WHAT THE EXERCISE ASKS:
The data below must be copied in full and without any change.

RECORDS FOR PROCESSING:

--*--

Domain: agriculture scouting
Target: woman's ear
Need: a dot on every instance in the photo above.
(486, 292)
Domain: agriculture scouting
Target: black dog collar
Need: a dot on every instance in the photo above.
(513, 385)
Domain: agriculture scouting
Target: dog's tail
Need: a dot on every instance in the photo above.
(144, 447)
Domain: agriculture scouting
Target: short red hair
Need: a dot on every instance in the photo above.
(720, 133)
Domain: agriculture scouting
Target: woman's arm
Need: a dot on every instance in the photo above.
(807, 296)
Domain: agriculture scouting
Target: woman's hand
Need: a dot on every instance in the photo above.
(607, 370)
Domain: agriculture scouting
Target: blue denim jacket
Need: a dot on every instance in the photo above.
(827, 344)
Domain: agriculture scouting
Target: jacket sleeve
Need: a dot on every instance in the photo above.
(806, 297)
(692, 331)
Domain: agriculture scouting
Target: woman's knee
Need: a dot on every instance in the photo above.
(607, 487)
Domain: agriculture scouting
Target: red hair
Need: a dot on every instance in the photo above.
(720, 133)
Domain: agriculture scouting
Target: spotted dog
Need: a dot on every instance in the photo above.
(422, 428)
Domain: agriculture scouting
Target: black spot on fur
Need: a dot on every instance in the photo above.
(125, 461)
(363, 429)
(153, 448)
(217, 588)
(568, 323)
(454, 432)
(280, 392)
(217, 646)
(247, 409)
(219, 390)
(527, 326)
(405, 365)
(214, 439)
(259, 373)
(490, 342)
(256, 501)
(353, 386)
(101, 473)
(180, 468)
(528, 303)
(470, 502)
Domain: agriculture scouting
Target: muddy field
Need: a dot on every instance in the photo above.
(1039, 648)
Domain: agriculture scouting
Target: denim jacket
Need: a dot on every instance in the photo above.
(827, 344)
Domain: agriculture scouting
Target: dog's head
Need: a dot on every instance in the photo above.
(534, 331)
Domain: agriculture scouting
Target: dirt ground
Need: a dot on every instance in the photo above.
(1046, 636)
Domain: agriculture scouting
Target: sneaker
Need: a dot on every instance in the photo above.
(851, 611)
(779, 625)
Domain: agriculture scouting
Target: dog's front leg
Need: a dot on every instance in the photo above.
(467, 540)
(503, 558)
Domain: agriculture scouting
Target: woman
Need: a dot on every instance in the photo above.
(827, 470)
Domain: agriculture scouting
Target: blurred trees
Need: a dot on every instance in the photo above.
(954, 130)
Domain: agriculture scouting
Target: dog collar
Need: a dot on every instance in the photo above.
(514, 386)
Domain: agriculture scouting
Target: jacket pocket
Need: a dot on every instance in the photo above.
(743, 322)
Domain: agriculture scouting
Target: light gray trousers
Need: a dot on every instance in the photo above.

--*--

CORRECT RESPONSE:
Domain: agriculture scouting
Target: woman's ear
Need: a dot on every instance in the photo above.
(486, 292)
Domain: agriculture scouting
Target: black dog collar
Need: a dot on every instance in the photo above.
(513, 385)
Domain: agriculture scouting
Target: dog's tail
Need: a dot on every instance in the photo above.
(144, 447)
Domain: agriculture scouting
Target: short red hair
Need: a dot on every instance in the photo above.
(720, 133)
Domain: agriculture scouting
Target: woman's arm
Need: a dot on every instance in the photo above.
(807, 296)
Domain: agriculture scouting
Target: woman's hand
Need: a dot on every instance in the photo above.
(607, 370)
Domain: agriculture scouting
Target: blue denim jacket
Need: a dot on every instance in the photo above.
(827, 344)
Domain: agriculture scouting
Target: jacket sleeve
Need: a dot on every instance in the photo above.
(806, 297)
(692, 331)
Domain: agriculture scouting
Target: woman's knee
Need: a dot on every instance in the photo above.
(607, 487)
Domain: agriculture scouting
Target: red hair
Need: a dot on every instance in the photo above.
(720, 133)
Domain: agriculture scouting
Target: spotted dog
Need: a dot on every instance in the photo above.
(422, 428)
Domain: agriculture scouting
Target: black spot on fur
Need: a dot on every instance in the photo above.
(125, 461)
(363, 429)
(153, 448)
(217, 588)
(568, 323)
(454, 432)
(280, 392)
(217, 646)
(247, 409)
(219, 390)
(527, 326)
(405, 365)
(214, 439)
(259, 373)
(490, 342)
(256, 501)
(353, 386)
(101, 473)
(180, 468)
(528, 303)
(470, 502)
Domain: agriculture scouting
Target: muddy field
Need: a dot on every instance in the photo above.
(1039, 648)
Domain: agriculture scouting
Target: denim jacket
Need: a dot on every instance in the photo above.
(827, 344)
Domain: agriculture scouting
Target: dog's head
Need: a dot on every instance in the photo above.
(534, 331)
Domain: agriculture scouting
Target: dirt ground
Need: a dot on every instance in the photo above.
(1046, 636)
Domain: agriculture scouting
Target: sneaker
Need: a dot on every instance in the photo above.
(851, 611)
(779, 625)
Domain: agriculture scouting
Target: dog's front leg
Need: a dot on every instance in the photo above.
(467, 540)
(503, 558)
Domain: agriculture scouting
Target: woman
Need: a dot on every instance in the photo above.
(827, 470)
Domain: agriculture scouting
Target: blurred trees
Need: a dot on every instance in the photo above.
(954, 130)
Domain: agriculture scouting
Target: dog collar
Need: a dot on every instance in the photo above.
(514, 386)
Domain: agriculture scouting
Target: jacket pocket
Need: a dot on every instance in the photo above.
(743, 322)
Domain: agriculture scouting
Target: light gray trousers
Need: a dot on every instance in the photo above.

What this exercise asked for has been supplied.